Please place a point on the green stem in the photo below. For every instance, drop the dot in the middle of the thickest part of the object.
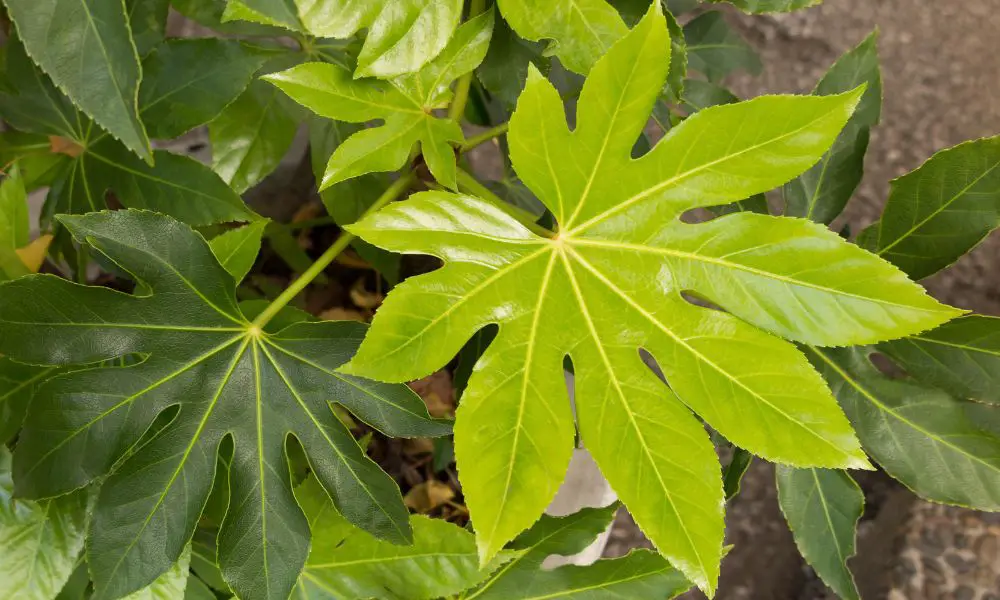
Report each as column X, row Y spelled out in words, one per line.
column 457, row 108
column 469, row 184
column 345, row 239
column 484, row 137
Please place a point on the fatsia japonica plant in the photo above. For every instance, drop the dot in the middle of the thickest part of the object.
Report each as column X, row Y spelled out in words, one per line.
column 183, row 415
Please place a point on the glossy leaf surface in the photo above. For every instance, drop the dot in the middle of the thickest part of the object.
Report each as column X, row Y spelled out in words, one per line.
column 640, row 574
column 611, row 281
column 404, row 104
column 346, row 563
column 40, row 540
column 919, row 435
column 961, row 357
column 822, row 192
column 87, row 49
column 229, row 378
column 581, row 31
column 940, row 211
column 822, row 507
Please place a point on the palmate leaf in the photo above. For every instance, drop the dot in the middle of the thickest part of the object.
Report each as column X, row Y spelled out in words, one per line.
column 822, row 507
column 403, row 35
column 226, row 377
column 921, row 436
column 940, row 211
column 961, row 357
column 87, row 49
column 404, row 103
column 611, row 282
column 640, row 574
column 346, row 563
column 40, row 540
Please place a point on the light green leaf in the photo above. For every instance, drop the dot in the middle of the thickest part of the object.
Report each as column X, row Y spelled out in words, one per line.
column 769, row 6
column 404, row 104
column 822, row 192
column 581, row 31
column 228, row 378
column 170, row 585
column 29, row 102
column 641, row 574
column 919, row 435
column 237, row 249
column 940, row 211
column 961, row 357
column 148, row 21
column 822, row 508
column 715, row 50
column 348, row 200
column 86, row 48
column 346, row 563
column 251, row 136
column 611, row 282
column 188, row 82
column 40, row 540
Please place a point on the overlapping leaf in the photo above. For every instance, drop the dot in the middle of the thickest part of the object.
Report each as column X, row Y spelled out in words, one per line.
column 40, row 540
column 404, row 103
column 921, row 436
column 822, row 507
column 940, row 211
column 403, row 35
column 87, row 49
column 226, row 378
column 611, row 282
column 346, row 563
column 822, row 192
column 961, row 357
column 641, row 574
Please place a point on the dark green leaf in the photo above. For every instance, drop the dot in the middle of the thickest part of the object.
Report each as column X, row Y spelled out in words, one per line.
column 822, row 507
column 961, row 357
column 229, row 378
column 87, row 50
column 237, row 249
column 822, row 192
column 942, row 210
column 715, row 50
column 251, row 135
column 40, row 540
column 148, row 21
column 188, row 82
column 919, row 435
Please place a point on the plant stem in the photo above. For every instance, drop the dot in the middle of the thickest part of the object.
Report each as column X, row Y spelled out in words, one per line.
column 484, row 137
column 457, row 108
column 471, row 184
column 343, row 241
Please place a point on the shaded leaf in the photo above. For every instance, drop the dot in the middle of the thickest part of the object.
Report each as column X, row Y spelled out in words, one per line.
column 611, row 282
column 252, row 135
column 189, row 82
column 822, row 192
column 40, row 540
column 229, row 378
column 715, row 50
column 237, row 249
column 822, row 508
column 961, row 357
column 581, row 31
column 940, row 211
column 87, row 50
column 919, row 435
column 441, row 561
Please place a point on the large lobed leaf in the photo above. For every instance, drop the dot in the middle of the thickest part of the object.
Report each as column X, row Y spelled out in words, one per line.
column 611, row 281
column 404, row 104
column 224, row 377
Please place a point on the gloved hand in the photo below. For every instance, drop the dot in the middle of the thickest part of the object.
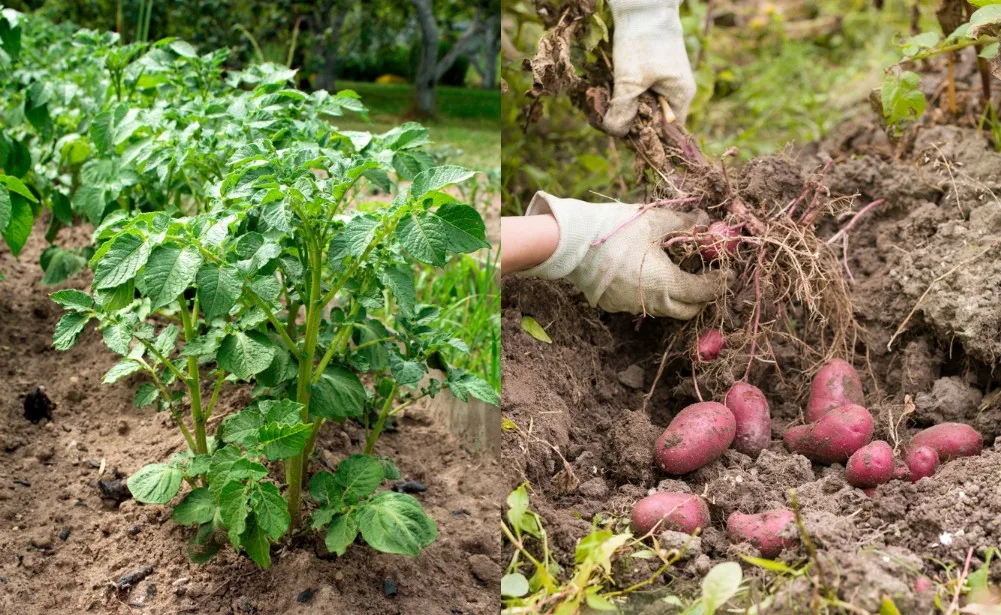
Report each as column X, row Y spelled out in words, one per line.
column 630, row 271
column 649, row 53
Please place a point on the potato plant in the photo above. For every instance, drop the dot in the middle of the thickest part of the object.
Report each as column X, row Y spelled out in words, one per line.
column 227, row 247
column 901, row 96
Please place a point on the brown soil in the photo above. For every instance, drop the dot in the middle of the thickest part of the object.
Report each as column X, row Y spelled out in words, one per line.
column 584, row 394
column 49, row 472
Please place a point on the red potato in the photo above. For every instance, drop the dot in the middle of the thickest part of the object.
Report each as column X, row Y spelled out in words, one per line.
column 714, row 242
column 836, row 385
column 870, row 466
column 922, row 462
column 950, row 441
column 764, row 531
column 833, row 438
column 754, row 420
column 681, row 512
column 709, row 346
column 697, row 435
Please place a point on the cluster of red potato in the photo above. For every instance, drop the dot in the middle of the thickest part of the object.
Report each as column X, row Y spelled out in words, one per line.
column 840, row 432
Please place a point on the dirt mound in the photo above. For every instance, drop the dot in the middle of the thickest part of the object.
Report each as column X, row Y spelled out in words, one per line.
column 62, row 545
column 926, row 274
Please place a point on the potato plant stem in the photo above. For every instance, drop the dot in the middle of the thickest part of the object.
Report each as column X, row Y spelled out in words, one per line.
column 380, row 422
column 314, row 308
column 193, row 382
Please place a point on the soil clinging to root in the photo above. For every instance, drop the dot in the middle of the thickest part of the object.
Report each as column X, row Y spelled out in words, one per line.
column 926, row 290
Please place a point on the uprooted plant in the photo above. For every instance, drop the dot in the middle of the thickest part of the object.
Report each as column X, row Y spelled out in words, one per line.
column 795, row 280
column 218, row 294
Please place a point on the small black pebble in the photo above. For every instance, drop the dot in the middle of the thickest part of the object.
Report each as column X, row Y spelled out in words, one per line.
column 116, row 490
column 389, row 588
column 37, row 405
column 409, row 487
column 304, row 596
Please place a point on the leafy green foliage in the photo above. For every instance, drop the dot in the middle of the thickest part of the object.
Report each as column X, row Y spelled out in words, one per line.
column 223, row 207
column 902, row 100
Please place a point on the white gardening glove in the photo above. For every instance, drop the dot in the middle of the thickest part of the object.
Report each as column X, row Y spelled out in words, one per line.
column 649, row 53
column 630, row 271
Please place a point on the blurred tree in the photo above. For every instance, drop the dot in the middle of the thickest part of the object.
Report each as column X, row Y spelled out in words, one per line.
column 430, row 67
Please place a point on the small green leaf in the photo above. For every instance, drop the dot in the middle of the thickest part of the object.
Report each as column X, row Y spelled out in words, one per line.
column 233, row 509
column 71, row 298
column 254, row 541
column 145, row 395
column 769, row 565
column 514, row 585
column 126, row 255
column 169, row 270
column 902, row 98
column 399, row 279
column 392, row 522
column 437, row 178
column 425, row 237
column 338, row 395
column 196, row 508
column 324, row 489
column 155, row 484
column 270, row 510
column 464, row 228
column 462, row 384
column 340, row 533
column 532, row 327
column 218, row 289
column 68, row 330
column 118, row 338
column 245, row 354
column 282, row 441
column 21, row 219
column 721, row 584
column 125, row 367
column 357, row 477
column 90, row 200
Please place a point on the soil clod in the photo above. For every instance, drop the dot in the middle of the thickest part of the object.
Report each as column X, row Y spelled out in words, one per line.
column 409, row 487
column 37, row 405
column 304, row 596
column 131, row 579
column 389, row 588
column 116, row 490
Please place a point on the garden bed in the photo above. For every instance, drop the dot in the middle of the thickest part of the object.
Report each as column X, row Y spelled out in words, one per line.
column 934, row 243
column 49, row 476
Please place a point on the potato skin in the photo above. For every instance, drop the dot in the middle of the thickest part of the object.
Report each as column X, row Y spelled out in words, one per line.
column 837, row 384
column 698, row 435
column 681, row 512
column 753, row 417
column 833, row 438
column 871, row 465
column 922, row 462
column 950, row 441
column 762, row 530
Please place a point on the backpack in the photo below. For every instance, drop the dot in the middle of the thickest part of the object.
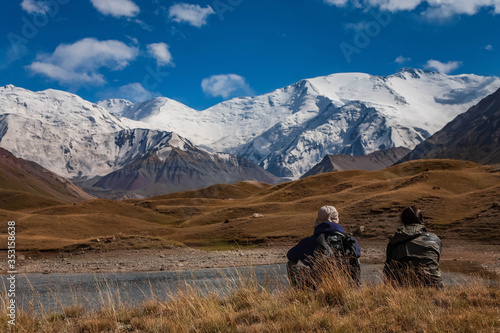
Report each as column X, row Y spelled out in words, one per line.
column 342, row 249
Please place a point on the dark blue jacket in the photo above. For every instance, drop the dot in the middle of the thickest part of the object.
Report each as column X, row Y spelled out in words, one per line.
column 307, row 245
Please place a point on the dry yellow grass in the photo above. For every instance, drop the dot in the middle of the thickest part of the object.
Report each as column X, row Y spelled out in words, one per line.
column 246, row 306
column 454, row 196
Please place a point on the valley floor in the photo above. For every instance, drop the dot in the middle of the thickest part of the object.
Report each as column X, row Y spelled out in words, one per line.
column 464, row 258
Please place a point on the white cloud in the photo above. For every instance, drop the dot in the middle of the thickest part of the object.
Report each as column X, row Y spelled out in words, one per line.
column 402, row 60
column 77, row 64
column 135, row 92
column 339, row 3
column 34, row 6
column 191, row 14
column 355, row 26
column 116, row 8
column 160, row 52
column 225, row 86
column 446, row 68
column 434, row 9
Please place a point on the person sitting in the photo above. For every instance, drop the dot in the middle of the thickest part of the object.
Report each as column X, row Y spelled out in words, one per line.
column 413, row 253
column 329, row 241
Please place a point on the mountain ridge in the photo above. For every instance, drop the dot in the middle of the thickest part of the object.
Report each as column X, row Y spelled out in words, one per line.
column 289, row 130
column 473, row 135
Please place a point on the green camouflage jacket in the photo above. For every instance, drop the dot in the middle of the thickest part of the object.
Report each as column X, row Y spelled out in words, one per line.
column 413, row 257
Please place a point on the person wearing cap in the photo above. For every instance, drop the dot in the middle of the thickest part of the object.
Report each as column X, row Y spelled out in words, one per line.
column 299, row 256
column 413, row 253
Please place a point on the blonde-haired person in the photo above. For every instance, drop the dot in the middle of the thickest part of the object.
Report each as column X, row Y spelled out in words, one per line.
column 330, row 238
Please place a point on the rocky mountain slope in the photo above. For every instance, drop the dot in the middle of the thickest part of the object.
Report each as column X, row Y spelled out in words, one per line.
column 372, row 162
column 83, row 141
column 176, row 166
column 473, row 135
column 26, row 184
column 291, row 129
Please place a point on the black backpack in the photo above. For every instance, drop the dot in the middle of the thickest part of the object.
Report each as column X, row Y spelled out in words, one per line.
column 342, row 249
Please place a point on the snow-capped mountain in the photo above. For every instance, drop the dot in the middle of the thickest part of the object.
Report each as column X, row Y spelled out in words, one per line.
column 75, row 138
column 291, row 129
column 473, row 135
column 116, row 107
column 65, row 133
column 177, row 166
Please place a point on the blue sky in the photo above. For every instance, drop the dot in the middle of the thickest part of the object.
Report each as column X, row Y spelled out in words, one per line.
column 203, row 52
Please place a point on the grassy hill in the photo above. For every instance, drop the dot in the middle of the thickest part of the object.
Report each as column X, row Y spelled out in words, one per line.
column 459, row 200
column 27, row 185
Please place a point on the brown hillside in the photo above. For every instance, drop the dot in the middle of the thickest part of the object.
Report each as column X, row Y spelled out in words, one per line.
column 27, row 185
column 459, row 200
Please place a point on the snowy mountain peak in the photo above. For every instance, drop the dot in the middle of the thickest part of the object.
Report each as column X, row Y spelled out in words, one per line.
column 116, row 106
column 291, row 129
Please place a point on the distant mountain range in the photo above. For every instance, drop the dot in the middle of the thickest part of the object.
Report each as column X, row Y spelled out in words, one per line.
column 176, row 166
column 473, row 135
column 115, row 148
column 290, row 130
column 372, row 162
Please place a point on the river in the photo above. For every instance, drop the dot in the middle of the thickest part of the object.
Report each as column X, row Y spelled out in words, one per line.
column 51, row 292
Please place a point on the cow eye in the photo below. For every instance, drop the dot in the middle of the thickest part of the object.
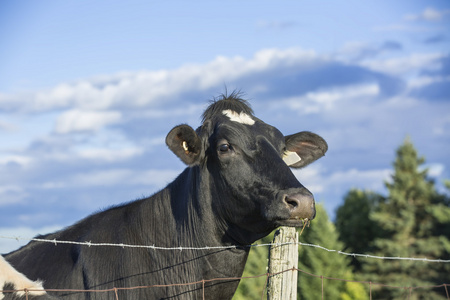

## Directions for this task
Please reproduce, word for word, every line from the first line of the records above through the line containing "Please place a point on the palmate", and leave out the pictures.

## Task solution
Please place a point on the green stem in the photo below. For every instance, drop the dot in the middle of the thickest part of the object.
Report each as column X, row Y spelled out in words, one per line.
column 457, row 108
column 469, row 184
column 345, row 239
column 484, row 137
Please place a point on the fatsia japonica plant in the photo above. For every instance, drop the dot in the middle of the thickest part of the object.
Report each as column X, row Y spelled out in words, one per line.
column 183, row 415
Please place a point on the glossy leaf surface in the photo above. For every instance, drop the dot in the middle of the thickest part of the object.
Report each as column X, row Y spelled out in words, one per line.
column 640, row 574
column 611, row 281
column 404, row 104
column 346, row 563
column 40, row 540
column 919, row 435
column 961, row 357
column 822, row 192
column 87, row 49
column 229, row 378
column 581, row 31
column 940, row 211
column 822, row 507
Please place a point on the palmate leaf in the photo above. For every instance, drop the dot in the middle of the thickest part of the object.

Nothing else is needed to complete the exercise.